[Given task]
In the records below, copy everything from the line with "Extract man with" through the end of the records, requests included, and add 64 to every bounding box coordinate.

Begin Supplied entries

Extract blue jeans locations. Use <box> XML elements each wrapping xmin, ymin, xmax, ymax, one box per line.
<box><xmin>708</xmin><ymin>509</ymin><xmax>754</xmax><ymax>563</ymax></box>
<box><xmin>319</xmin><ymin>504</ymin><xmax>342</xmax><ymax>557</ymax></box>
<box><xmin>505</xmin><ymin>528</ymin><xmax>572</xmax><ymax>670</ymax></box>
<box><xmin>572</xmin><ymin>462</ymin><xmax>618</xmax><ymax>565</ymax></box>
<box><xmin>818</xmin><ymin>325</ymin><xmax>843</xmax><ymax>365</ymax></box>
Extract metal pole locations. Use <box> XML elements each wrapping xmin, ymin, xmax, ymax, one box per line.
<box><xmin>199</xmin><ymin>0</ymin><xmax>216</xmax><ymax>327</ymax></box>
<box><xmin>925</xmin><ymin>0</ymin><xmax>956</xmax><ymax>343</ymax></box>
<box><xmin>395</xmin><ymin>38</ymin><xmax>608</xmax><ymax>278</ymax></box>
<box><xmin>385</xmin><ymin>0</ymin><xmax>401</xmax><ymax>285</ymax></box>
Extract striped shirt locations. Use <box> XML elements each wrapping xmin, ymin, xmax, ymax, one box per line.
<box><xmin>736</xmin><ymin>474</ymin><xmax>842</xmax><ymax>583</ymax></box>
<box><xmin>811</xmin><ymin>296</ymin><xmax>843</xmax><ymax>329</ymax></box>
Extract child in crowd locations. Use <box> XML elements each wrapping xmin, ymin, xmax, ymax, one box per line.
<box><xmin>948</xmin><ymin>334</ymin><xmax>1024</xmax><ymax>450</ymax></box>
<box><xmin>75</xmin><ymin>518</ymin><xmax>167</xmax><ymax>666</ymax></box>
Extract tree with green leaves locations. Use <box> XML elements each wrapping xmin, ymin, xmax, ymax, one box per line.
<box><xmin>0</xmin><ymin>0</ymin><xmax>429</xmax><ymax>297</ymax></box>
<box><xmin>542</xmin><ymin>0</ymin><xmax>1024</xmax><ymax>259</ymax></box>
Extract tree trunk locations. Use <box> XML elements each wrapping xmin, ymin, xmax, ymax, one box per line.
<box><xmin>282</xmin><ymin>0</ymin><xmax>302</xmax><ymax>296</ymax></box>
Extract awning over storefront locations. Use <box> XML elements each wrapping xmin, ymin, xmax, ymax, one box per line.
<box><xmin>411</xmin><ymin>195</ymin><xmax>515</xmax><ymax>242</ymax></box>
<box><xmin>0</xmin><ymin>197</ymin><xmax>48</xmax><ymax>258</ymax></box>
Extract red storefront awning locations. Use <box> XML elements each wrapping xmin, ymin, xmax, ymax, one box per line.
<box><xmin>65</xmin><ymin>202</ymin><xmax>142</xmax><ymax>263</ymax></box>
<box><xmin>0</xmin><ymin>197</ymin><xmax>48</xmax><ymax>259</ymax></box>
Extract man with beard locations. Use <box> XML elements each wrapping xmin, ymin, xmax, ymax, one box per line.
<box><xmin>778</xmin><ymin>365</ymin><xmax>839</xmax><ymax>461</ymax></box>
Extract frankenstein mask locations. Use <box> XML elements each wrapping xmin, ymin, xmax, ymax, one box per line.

End Supplied entries

[Response below]
Extract man with beard locations. Use <box> XML elements each wrapping xmin, ymin, xmax, ymax, one box per line.
<box><xmin>842</xmin><ymin>429</ymin><xmax>903</xmax><ymax>525</ymax></box>
Extract frankenstein mask locations. Use <box> XML elements each wrapping xmin, ymin, xmax, ymax, one box per line.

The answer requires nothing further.